=== Objective ===
Pick up the post on Rev. Barber's election to the NAACP national board after its last sentence and continue it.

Wednesday, July 16, 2008

The Rev. Barber

The N&O reports that William Barber, president of the North Carolina NAACP, has been elected to the NAACP national board.

That's the same Rev. Barber who:

--demanded a gag order against defense attorneys in the case, with the head of his organization's Legal Redress Committee suggesting that the defense attorneys, not Mike Nifong, had committed ethical misconduct; and then rejoiced when the order temporarily was put in place;

--had his photo above an 82-point guilt-presuming memorandum of law riddled with factual errors and unfounded speculation about the lacrosse players, a document for which neither he nor author Al McSurely has ever apologized;

--went to Duke Chapel to attack the lacrosse players' character while remaining silent as the grave about Nifong's procedural abuses;

--suddenly rediscovered his concern with prosecutorial misconduct after the lacrosse case had concluded;

--is, according to last report, overseeing his organization's own "investigation" into the lacrosse case.

Quite a figure to provide leadership for a great civil rights organization.

27 comments:

Anonymous said...

The NAACP appointed a "watchdog" for the lax case. There were over 100 claims of rape made in Durham in 2006, but the NAACP appointed a "watchdog" only for this one. . . (I guess the other 99+ don't count?)

The NAACP opposed a change of venue (contrary to its usual stance).

The NAACP would not support Somali immigrant Elmo when the authorities tried to intimidate him with a wrongful arrest and trial.

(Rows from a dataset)
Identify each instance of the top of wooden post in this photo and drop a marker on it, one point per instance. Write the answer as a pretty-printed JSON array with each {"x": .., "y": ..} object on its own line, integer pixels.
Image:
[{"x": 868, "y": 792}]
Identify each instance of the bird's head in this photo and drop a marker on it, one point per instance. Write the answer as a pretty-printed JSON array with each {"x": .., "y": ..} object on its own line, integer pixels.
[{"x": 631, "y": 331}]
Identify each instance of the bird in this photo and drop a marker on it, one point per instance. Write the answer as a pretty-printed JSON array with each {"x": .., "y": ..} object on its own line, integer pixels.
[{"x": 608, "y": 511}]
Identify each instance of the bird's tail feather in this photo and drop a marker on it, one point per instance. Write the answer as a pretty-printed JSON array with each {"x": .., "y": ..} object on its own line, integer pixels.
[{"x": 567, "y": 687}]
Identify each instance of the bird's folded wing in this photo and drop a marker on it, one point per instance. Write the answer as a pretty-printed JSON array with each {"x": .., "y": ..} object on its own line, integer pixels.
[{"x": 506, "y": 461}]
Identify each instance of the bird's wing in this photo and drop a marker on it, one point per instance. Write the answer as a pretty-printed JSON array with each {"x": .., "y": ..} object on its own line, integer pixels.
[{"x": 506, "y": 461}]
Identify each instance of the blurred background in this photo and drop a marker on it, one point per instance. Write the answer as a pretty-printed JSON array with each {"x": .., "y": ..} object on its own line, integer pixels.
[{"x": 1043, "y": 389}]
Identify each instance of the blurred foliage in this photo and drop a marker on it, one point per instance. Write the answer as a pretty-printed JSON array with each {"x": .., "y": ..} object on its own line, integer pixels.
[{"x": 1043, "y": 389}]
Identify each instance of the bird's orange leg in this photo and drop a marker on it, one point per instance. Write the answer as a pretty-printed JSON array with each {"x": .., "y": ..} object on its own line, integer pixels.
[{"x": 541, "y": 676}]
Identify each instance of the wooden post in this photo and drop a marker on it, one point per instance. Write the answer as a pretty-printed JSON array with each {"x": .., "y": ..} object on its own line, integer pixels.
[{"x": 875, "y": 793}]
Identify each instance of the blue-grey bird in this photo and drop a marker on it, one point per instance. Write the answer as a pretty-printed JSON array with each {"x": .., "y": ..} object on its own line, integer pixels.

=== Written response ===
The NAACP would not support Sgt. Shelton when he tried to give an honest account of what happened.

The NAACP is not, AFAIK, supporting Grand Jury reform, the right to a Probable Cause hearing, the right to a Speedy Trial, the right to a Bill of Particulars, etc.

Quite an example of leadership for a great "civil rights" organization. . .

Anonymous said...

I think that the Rev. Dr. Barber's record speaks for itself in the lacrosse case. Few people in Durham distinguished themselves more in trying to grease the skids for a trial and wrongful conviction than did Barber and his acolytes.

Anonymous said...

This is getting depressing.

I'd like to propose the KC Corollary to the Peter Principle. The Peter Principle, of course, holds that everybody rises to their own level of incompetence.

The KC Corollary would be that upon demonstrating sufficient incompetence, they will be promoted.

-RD

Anonymous said...

"Quite a figure to provide leadership for a great civil rights organization."

Uh KC, I think you left out the ONCE.

Quite a figure to provide leadership for a ONCE great civil rights organization.

-- he will fit in just fine with the current crowd.

Gary Packwood said...

Rev. Barber will no doubt help the NAACP understand the importance of ending their partnership and planning efforts with radical feminist organizations across the USA.

It always makes sense to partner with others except when of course it doesn't...make sense...any more.

In fact I would imagine that African Black Studies people wish they have never heard of Women's Studies People...and that wish will continue 'for the rest of their lives'...to paraphrase Dave's Mom comment...for Mr. Nifong.

I'm trying to visualize the interpretative dance that will be offered when the end of those partnerships are announced. The Sex Worker's Art Show in reverse...as it were.

Boggles the mind.
::
GP

Anonymous said...

It's really too bad about what has become of the NAACP but it will be up to the black community to deal with it just as it was up to the white community to finally reject and shun the KKK.

Anonymous said...

Is the Rev. Barber related to the Rev. Jackson?

They both have about the same credibility right now, the NAACP not withstanding...

In other words, who cares about this knucklehead and / or his organization?

Anonymous said...

Agree with haskell. The NAACP is not a civil rights organization - it is a racist organization.

Anonymous said...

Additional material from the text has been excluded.